» **Exercise**
Pick out every line in the rows below that contains the word "wall" and copy each one.

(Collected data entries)
>> start
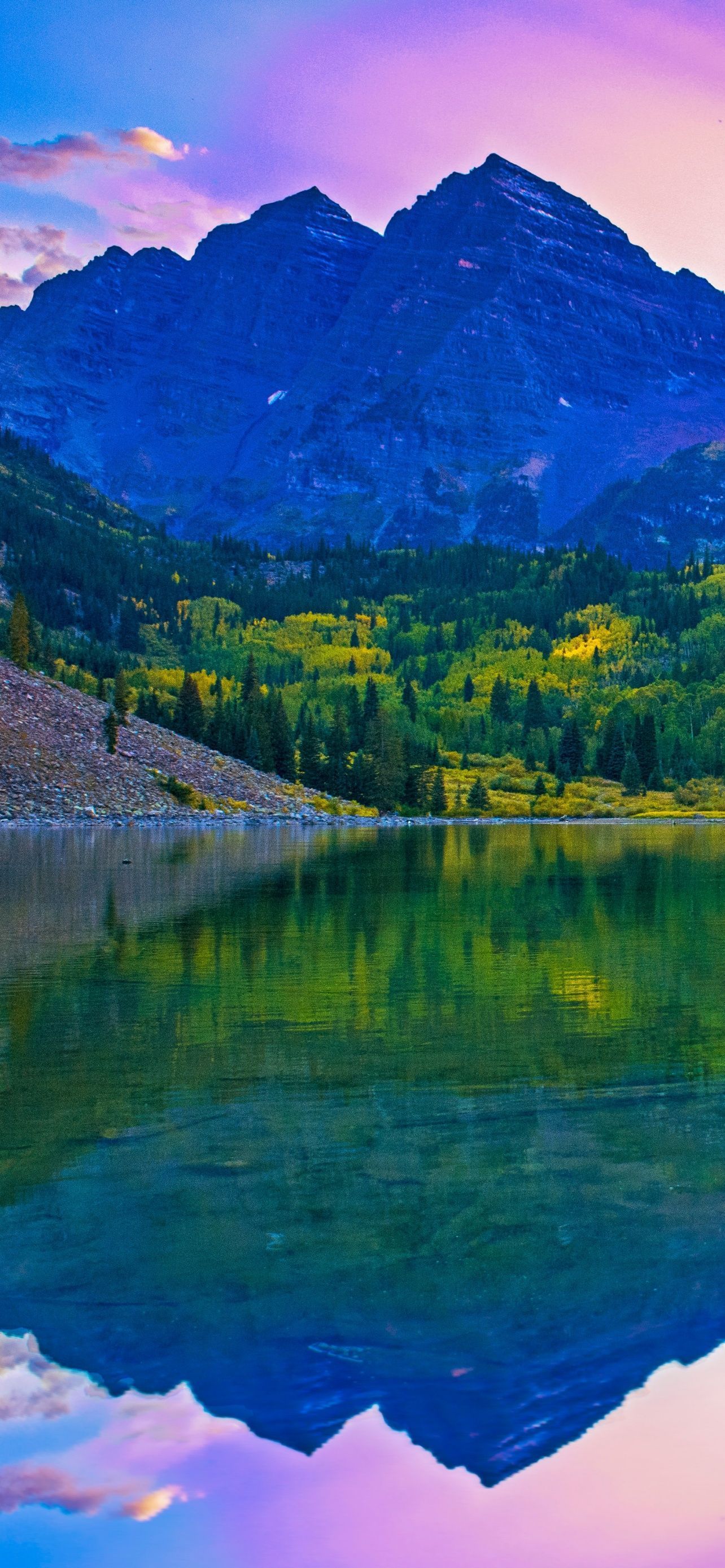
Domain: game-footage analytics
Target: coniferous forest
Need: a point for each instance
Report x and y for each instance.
(462, 680)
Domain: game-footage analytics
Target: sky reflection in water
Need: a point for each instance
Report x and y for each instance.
(404, 1153)
(82, 1471)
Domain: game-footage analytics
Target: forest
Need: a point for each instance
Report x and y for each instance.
(470, 680)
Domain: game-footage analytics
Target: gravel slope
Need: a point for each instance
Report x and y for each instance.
(54, 766)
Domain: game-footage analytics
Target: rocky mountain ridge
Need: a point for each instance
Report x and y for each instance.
(486, 369)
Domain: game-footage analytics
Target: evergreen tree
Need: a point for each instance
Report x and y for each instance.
(478, 795)
(617, 756)
(309, 755)
(501, 702)
(110, 730)
(410, 702)
(255, 752)
(190, 709)
(338, 748)
(281, 739)
(534, 712)
(19, 632)
(355, 720)
(250, 684)
(371, 704)
(387, 752)
(631, 777)
(645, 745)
(572, 747)
(121, 697)
(438, 803)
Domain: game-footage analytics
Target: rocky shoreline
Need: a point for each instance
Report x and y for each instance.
(55, 767)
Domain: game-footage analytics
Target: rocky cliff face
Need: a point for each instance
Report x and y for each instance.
(145, 372)
(487, 367)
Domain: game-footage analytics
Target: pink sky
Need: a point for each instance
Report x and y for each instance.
(152, 1479)
(621, 102)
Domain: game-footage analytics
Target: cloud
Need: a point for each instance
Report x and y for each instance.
(47, 247)
(152, 142)
(49, 160)
(13, 291)
(47, 1487)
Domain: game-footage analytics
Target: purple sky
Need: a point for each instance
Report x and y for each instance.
(148, 121)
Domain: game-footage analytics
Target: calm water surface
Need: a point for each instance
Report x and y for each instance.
(365, 1180)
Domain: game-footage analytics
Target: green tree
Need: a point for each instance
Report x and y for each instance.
(19, 632)
(410, 702)
(311, 770)
(190, 709)
(478, 795)
(501, 702)
(110, 730)
(121, 697)
(281, 739)
(534, 712)
(631, 777)
(572, 747)
(387, 750)
(438, 803)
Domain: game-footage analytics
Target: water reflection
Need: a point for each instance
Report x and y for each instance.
(426, 1120)
(159, 1479)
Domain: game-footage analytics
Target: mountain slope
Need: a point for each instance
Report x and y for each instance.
(506, 353)
(672, 510)
(143, 372)
(484, 370)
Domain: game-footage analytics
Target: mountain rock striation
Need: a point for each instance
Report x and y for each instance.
(487, 367)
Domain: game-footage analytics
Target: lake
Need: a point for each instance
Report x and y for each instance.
(363, 1197)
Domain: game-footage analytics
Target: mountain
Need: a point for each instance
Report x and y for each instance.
(486, 369)
(145, 372)
(672, 510)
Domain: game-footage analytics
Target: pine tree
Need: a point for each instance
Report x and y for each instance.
(501, 702)
(255, 752)
(19, 632)
(338, 748)
(121, 697)
(438, 803)
(645, 745)
(534, 712)
(371, 703)
(281, 741)
(410, 702)
(250, 684)
(190, 709)
(110, 730)
(572, 747)
(309, 755)
(478, 795)
(631, 777)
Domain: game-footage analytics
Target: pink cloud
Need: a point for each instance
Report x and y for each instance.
(47, 1487)
(53, 160)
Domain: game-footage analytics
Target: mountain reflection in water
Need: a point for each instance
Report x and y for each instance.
(429, 1120)
(82, 1471)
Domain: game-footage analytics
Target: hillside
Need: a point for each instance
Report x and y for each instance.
(486, 369)
(674, 510)
(473, 680)
(54, 766)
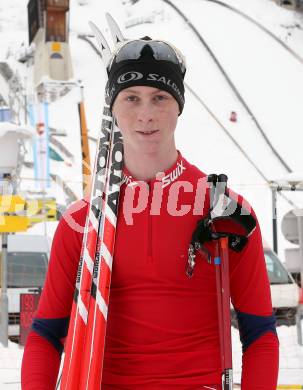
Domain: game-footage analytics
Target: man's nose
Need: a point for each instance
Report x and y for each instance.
(146, 112)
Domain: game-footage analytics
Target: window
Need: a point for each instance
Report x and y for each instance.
(276, 272)
(55, 26)
(26, 269)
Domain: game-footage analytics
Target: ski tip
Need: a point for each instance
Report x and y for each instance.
(94, 28)
(115, 30)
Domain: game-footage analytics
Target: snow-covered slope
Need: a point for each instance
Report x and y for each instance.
(267, 76)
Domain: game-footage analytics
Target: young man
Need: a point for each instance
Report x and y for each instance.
(162, 329)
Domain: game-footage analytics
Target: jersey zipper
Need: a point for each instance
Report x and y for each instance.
(149, 226)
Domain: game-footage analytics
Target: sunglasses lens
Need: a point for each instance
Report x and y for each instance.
(161, 51)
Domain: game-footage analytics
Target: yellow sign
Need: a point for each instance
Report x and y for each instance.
(56, 46)
(39, 210)
(11, 203)
(12, 224)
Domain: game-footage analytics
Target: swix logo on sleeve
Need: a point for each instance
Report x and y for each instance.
(177, 172)
(129, 76)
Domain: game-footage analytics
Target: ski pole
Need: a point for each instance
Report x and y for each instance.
(217, 191)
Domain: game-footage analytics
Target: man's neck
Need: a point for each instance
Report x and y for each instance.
(145, 166)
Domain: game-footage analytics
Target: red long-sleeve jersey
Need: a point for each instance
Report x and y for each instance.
(162, 327)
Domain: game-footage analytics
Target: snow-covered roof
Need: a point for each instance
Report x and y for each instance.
(23, 131)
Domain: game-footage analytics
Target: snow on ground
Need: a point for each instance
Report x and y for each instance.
(291, 360)
(266, 75)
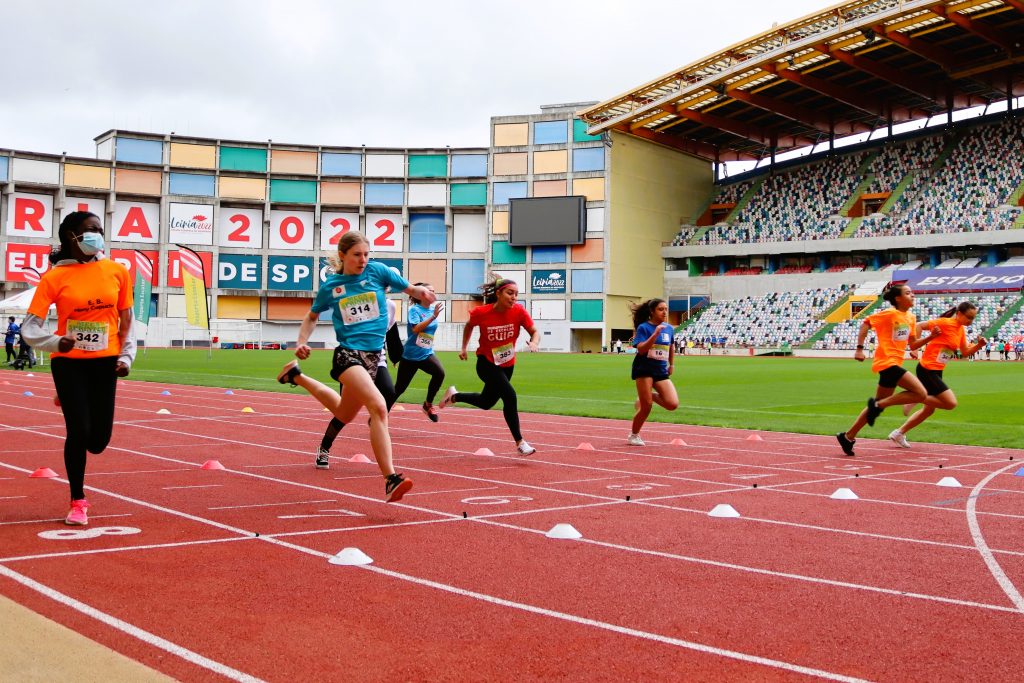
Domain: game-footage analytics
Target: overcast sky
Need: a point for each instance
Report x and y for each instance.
(395, 73)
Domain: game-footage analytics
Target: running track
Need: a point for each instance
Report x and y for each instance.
(224, 574)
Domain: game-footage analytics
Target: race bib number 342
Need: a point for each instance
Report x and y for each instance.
(88, 336)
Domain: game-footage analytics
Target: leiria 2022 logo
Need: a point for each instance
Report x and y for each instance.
(548, 282)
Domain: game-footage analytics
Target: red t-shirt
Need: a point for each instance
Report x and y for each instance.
(499, 331)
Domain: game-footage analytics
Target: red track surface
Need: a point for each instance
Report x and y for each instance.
(912, 582)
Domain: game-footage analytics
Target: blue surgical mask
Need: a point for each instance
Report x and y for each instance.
(91, 244)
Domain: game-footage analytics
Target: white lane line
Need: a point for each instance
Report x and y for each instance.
(198, 485)
(979, 541)
(452, 491)
(271, 505)
(131, 630)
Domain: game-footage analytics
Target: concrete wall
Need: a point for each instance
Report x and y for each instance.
(652, 189)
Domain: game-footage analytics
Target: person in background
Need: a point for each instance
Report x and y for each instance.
(94, 343)
(652, 364)
(499, 318)
(354, 294)
(418, 352)
(10, 336)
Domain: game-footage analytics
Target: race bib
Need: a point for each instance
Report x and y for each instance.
(658, 352)
(358, 308)
(503, 354)
(88, 336)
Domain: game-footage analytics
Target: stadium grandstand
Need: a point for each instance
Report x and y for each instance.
(865, 143)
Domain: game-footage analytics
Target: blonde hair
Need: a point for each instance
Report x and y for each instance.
(347, 241)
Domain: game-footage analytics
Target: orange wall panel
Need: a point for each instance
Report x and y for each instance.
(591, 251)
(288, 161)
(137, 182)
(87, 176)
(280, 308)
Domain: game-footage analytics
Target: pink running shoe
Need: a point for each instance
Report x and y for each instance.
(77, 515)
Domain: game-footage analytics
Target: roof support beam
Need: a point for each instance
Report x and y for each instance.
(809, 118)
(983, 31)
(690, 146)
(884, 72)
(939, 55)
(740, 129)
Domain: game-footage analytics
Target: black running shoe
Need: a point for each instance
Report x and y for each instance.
(396, 486)
(289, 373)
(872, 412)
(323, 460)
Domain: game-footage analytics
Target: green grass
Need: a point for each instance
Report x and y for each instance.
(809, 395)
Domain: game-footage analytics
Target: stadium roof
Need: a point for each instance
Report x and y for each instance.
(852, 68)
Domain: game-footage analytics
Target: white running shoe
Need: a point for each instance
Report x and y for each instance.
(899, 438)
(449, 397)
(525, 449)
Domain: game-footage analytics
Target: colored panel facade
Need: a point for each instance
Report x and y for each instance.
(508, 190)
(293, 191)
(592, 188)
(588, 159)
(580, 132)
(549, 188)
(131, 181)
(427, 166)
(79, 175)
(587, 310)
(469, 166)
(467, 275)
(512, 163)
(194, 156)
(138, 151)
(469, 194)
(429, 270)
(550, 132)
(555, 161)
(511, 134)
(243, 159)
(35, 170)
(427, 232)
(385, 194)
(192, 183)
(291, 161)
(243, 188)
(341, 164)
(239, 307)
(501, 252)
(340, 193)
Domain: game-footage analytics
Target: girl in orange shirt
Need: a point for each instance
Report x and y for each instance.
(948, 335)
(895, 330)
(94, 343)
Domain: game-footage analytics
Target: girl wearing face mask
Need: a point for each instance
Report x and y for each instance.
(94, 343)
(499, 321)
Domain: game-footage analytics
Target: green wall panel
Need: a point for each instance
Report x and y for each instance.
(587, 310)
(243, 159)
(293, 191)
(427, 166)
(502, 253)
(469, 194)
(580, 132)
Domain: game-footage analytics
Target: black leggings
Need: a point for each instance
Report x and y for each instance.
(383, 383)
(431, 366)
(497, 386)
(86, 388)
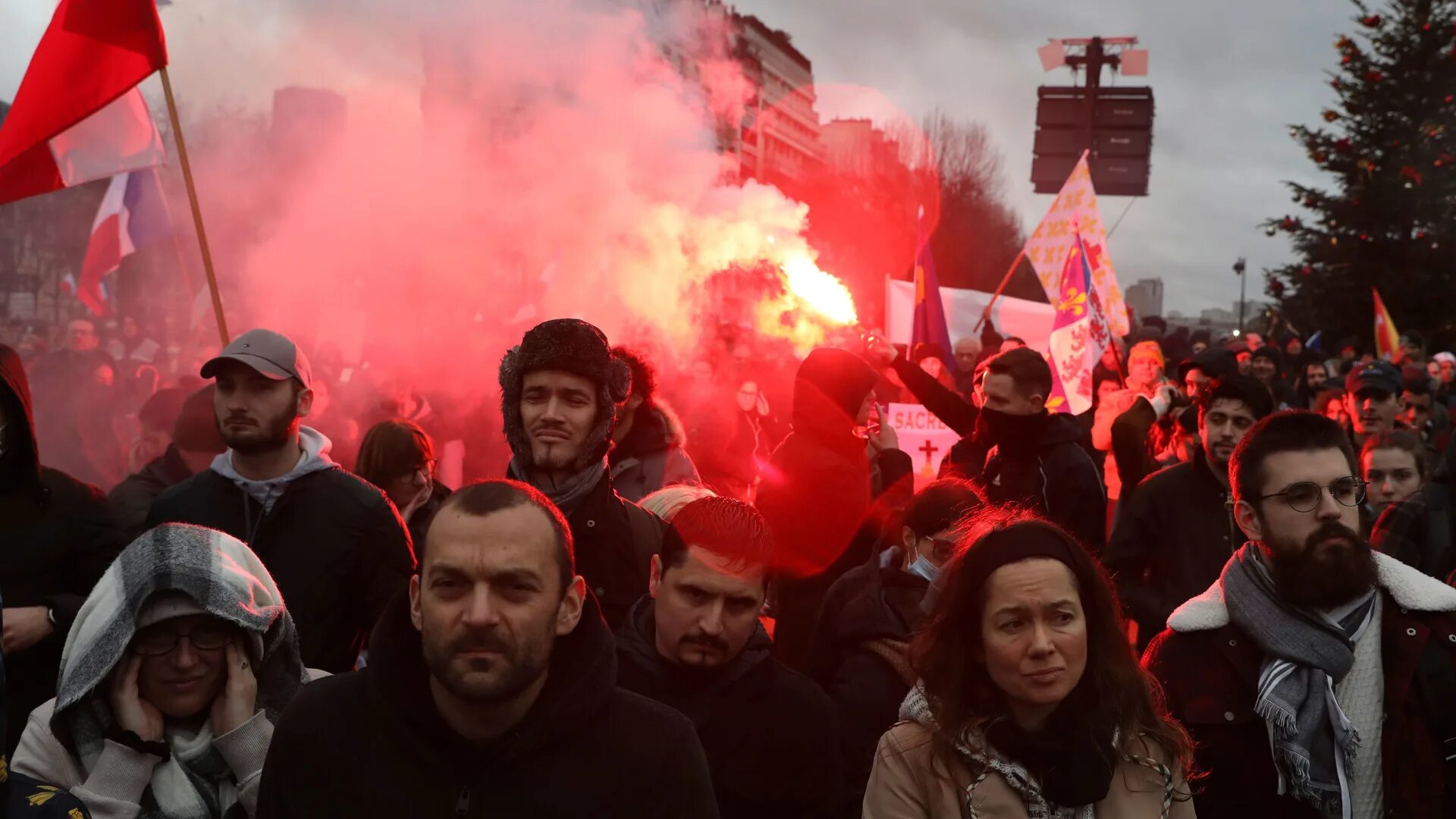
>> end
» **The result**
Target: concrete wall
Target: orange wall panel
Target: green wall panel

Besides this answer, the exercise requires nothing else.